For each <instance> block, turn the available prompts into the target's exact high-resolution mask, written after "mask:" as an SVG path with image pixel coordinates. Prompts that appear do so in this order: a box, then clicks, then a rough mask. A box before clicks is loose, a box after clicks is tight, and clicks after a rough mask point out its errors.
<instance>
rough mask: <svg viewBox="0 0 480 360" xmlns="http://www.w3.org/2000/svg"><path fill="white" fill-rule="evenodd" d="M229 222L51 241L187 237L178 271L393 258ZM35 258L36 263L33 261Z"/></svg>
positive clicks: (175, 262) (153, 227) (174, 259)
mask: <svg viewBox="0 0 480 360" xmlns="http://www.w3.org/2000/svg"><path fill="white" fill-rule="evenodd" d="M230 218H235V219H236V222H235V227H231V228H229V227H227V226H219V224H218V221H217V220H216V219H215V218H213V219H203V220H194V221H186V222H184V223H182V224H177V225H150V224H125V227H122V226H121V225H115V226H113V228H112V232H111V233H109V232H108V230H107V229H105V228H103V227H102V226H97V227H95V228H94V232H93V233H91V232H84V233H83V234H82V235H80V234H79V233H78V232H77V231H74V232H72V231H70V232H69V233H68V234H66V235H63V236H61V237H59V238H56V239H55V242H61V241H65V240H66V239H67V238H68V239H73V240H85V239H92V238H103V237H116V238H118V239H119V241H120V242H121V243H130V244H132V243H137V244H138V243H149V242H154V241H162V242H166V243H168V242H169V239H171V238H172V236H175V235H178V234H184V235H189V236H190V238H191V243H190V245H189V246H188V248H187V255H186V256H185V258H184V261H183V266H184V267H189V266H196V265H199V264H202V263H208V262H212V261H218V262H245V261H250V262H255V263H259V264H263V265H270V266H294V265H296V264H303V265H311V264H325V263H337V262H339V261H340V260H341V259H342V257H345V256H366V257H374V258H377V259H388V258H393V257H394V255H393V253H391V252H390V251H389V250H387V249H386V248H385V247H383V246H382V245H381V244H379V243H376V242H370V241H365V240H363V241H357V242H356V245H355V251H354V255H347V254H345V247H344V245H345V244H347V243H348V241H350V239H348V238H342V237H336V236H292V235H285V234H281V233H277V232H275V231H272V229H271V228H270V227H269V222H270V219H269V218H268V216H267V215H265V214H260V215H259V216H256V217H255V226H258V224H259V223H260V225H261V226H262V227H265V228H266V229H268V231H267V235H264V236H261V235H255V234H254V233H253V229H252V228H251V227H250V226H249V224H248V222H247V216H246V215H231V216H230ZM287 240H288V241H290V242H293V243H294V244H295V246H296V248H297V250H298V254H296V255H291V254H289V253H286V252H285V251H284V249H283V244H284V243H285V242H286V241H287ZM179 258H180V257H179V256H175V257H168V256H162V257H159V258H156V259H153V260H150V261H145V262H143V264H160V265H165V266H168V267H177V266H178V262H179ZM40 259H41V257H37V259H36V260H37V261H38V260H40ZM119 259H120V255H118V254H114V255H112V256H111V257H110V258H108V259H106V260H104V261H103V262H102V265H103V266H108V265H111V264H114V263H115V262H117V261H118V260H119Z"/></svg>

Your task: In full, transcribe each entry of the material exactly.

Response to this task:
For each <instance> block, turn the available prompts into the target's exact high-resolution mask, written after "mask:" as an SVG path with image pixel coordinates. Prompts that appear do so in this order: a box, then clicks, then a rough mask. A box before clicks is loose, a box after clicks is tight, and clicks after a rough mask point out its errors.
<instance>
rough mask: <svg viewBox="0 0 480 360" xmlns="http://www.w3.org/2000/svg"><path fill="white" fill-rule="evenodd" d="M229 222L51 241L187 237L178 271L393 258ZM35 258L36 263L33 261Z"/></svg>
positive clicks: (175, 262) (153, 227) (174, 259)
mask: <svg viewBox="0 0 480 360" xmlns="http://www.w3.org/2000/svg"><path fill="white" fill-rule="evenodd" d="M230 218H235V219H236V222H235V227H231V228H229V227H227V226H219V224H218V221H217V220H216V219H215V218H213V219H203V220H194V221H186V222H184V223H182V224H177V225H150V224H125V227H122V226H121V225H115V226H113V228H112V232H111V233H109V232H108V230H107V229H105V228H103V227H102V226H97V227H95V228H94V232H93V233H91V232H84V233H83V234H82V235H80V234H79V233H78V232H77V231H74V232H72V231H70V232H69V233H68V234H66V235H63V236H61V237H59V238H56V239H55V242H61V241H65V240H66V239H67V238H68V239H73V240H85V239H92V238H103V237H116V238H118V239H119V241H120V242H121V243H130V244H132V243H137V244H138V243H149V242H154V241H162V242H166V243H168V242H169V239H171V238H172V236H175V235H178V234H184V235H189V236H190V238H191V243H190V245H189V246H188V248H187V255H186V256H185V258H184V261H183V266H184V267H189V266H196V265H199V264H202V263H208V262H212V261H218V262H245V261H250V262H255V263H259V264H263V265H270V266H294V265H296V264H303V265H311V264H325V263H337V262H339V261H340V260H341V259H342V257H345V256H366V257H374V258H377V259H388V258H393V257H394V255H393V253H391V252H390V251H389V250H387V249H386V248H385V247H383V246H382V245H381V244H379V243H376V242H370V241H365V240H363V241H357V242H356V245H355V251H354V255H347V254H345V247H344V245H345V244H347V243H348V241H350V239H348V238H342V237H336V236H292V235H285V234H281V233H277V232H275V231H272V229H271V228H270V227H269V222H270V219H269V218H268V216H267V215H265V214H260V215H259V216H256V217H255V226H258V224H259V223H260V225H261V226H262V227H265V228H266V229H268V231H267V235H264V236H261V235H255V234H254V233H253V229H252V228H251V227H250V226H249V224H248V222H247V216H246V215H231V216H230ZM287 240H288V241H290V242H293V243H294V244H295V246H296V248H297V250H298V254H296V255H291V254H289V253H286V252H285V251H284V249H283V244H284V243H285V242H286V241H287ZM179 258H180V257H179V256H175V257H168V256H162V257H159V258H156V259H153V260H150V261H145V262H143V264H160V265H165V266H168V267H177V266H178V262H179ZM40 259H41V257H37V259H36V260H37V261H38V260H40ZM119 259H120V255H118V254H114V255H112V256H111V257H110V258H108V259H106V260H104V261H103V262H102V265H103V266H108V265H111V264H114V263H115V262H117V261H118V260H119Z"/></svg>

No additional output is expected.